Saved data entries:
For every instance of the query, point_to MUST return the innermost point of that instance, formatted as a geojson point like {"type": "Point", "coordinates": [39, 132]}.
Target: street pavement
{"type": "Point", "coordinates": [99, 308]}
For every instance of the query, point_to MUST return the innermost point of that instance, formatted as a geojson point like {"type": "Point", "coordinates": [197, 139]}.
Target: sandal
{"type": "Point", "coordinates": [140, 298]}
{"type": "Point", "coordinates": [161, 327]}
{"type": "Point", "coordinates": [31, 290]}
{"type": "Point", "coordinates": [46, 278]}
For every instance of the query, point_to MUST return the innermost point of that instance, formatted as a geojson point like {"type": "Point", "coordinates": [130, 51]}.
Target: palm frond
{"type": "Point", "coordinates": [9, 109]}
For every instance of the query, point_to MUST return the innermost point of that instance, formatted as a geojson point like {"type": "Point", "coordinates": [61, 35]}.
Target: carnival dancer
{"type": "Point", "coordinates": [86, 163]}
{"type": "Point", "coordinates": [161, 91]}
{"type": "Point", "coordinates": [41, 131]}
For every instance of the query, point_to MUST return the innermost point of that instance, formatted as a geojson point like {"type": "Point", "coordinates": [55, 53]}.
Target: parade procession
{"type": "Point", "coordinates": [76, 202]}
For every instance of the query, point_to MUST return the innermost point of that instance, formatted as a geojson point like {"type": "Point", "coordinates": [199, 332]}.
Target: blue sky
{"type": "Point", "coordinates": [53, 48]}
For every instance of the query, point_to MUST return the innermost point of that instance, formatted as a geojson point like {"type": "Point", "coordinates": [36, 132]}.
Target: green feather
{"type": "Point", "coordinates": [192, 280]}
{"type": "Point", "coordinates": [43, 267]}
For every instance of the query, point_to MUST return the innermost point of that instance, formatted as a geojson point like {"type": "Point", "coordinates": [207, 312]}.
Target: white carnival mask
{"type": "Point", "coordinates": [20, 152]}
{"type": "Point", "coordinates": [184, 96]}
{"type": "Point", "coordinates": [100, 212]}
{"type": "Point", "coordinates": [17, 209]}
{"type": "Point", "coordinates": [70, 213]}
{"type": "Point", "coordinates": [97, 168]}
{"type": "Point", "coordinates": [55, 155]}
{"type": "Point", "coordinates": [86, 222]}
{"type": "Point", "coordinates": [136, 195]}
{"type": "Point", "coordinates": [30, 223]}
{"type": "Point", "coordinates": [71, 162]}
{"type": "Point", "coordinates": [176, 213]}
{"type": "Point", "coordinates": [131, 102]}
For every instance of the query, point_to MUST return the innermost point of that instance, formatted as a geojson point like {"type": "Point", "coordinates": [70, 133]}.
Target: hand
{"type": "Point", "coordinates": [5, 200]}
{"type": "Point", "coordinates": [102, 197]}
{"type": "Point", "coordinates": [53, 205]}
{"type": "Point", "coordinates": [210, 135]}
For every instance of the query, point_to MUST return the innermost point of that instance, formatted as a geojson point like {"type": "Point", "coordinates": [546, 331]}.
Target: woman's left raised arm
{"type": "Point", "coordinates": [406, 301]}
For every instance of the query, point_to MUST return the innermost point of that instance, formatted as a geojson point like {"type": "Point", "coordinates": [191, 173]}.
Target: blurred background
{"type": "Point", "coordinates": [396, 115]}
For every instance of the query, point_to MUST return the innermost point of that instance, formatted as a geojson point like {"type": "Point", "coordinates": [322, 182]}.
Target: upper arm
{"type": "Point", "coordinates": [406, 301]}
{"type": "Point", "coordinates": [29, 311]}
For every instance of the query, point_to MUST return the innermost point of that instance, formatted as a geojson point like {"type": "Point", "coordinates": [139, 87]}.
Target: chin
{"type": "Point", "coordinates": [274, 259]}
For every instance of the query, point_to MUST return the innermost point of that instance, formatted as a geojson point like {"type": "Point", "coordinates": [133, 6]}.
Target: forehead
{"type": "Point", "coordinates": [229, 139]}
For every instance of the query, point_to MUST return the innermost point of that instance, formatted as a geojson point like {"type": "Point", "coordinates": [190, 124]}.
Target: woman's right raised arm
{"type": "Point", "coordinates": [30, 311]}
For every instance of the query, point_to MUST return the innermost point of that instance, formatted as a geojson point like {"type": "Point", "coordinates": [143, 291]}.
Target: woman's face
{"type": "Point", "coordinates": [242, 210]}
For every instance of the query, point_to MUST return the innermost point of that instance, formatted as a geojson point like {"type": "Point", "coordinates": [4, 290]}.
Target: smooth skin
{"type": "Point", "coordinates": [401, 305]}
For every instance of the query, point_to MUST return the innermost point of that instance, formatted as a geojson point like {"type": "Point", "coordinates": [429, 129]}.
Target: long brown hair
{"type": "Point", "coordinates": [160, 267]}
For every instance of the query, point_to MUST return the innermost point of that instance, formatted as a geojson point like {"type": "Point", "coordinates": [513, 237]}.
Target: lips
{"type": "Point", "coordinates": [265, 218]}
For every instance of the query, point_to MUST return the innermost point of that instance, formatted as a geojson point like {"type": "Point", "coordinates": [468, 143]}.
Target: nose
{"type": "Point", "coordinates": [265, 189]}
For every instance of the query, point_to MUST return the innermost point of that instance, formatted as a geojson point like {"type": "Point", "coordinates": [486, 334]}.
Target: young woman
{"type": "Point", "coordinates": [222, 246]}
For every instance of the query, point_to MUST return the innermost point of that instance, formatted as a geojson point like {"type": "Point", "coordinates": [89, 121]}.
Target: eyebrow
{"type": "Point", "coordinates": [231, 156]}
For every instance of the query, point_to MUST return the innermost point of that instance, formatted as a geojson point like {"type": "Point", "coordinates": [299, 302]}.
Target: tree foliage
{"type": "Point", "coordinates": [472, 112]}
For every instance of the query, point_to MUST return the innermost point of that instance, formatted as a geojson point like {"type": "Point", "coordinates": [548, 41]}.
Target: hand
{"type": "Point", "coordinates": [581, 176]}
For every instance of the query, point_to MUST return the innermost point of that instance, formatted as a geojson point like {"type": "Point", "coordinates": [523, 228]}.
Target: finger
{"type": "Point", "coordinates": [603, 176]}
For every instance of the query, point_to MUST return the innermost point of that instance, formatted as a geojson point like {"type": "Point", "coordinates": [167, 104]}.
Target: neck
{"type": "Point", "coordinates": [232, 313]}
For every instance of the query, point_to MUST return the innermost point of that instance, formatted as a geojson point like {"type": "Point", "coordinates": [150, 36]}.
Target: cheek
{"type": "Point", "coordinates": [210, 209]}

_Task to complete_
List every row above that contains the word "raised", copying each one in full.

_Solution for this task_
Target: woman's left raised arm
Target: woman's right raised arm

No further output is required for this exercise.